→ **Task goal**:
In the records below, locate the line containing "Query: tan rock surface", then extract it and all following lines exactly, ending with the last line.

[Natural language region descriptions]
Content starts

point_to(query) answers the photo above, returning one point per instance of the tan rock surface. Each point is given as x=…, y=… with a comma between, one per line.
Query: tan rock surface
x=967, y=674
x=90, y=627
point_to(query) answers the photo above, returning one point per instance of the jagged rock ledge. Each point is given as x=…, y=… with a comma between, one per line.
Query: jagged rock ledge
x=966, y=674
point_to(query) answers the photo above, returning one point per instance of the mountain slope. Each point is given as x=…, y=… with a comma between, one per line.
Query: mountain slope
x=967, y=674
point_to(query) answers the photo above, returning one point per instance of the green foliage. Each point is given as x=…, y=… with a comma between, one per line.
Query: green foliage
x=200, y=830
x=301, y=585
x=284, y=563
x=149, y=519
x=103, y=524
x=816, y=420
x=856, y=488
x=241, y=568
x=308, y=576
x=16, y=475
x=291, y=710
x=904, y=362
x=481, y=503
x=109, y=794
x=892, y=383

Content ends

→ **Response area**:
Query: tan rock surface
x=967, y=674
x=90, y=627
point_to(query) answers the photo above, returning one point per instance of the jagged rock ledge. Each point is given as x=…, y=… with a comma between, one per line.
Query: jagged rock ledge
x=966, y=674
point_to(query) answers the photo above, returning one point per instance of the mountain slope. Each point is given as x=…, y=… with a comma between, one per line.
Query: mountain slope
x=967, y=674
point_to(query) answers the photo above, returning one point per instance of the green foliage. Each point is given as x=…, y=… with a comma between, one per line.
Query: green foliage
x=200, y=830
x=301, y=585
x=284, y=563
x=149, y=519
x=103, y=524
x=816, y=420
x=856, y=488
x=241, y=568
x=308, y=576
x=16, y=475
x=291, y=710
x=904, y=362
x=481, y=503
x=109, y=794
x=892, y=383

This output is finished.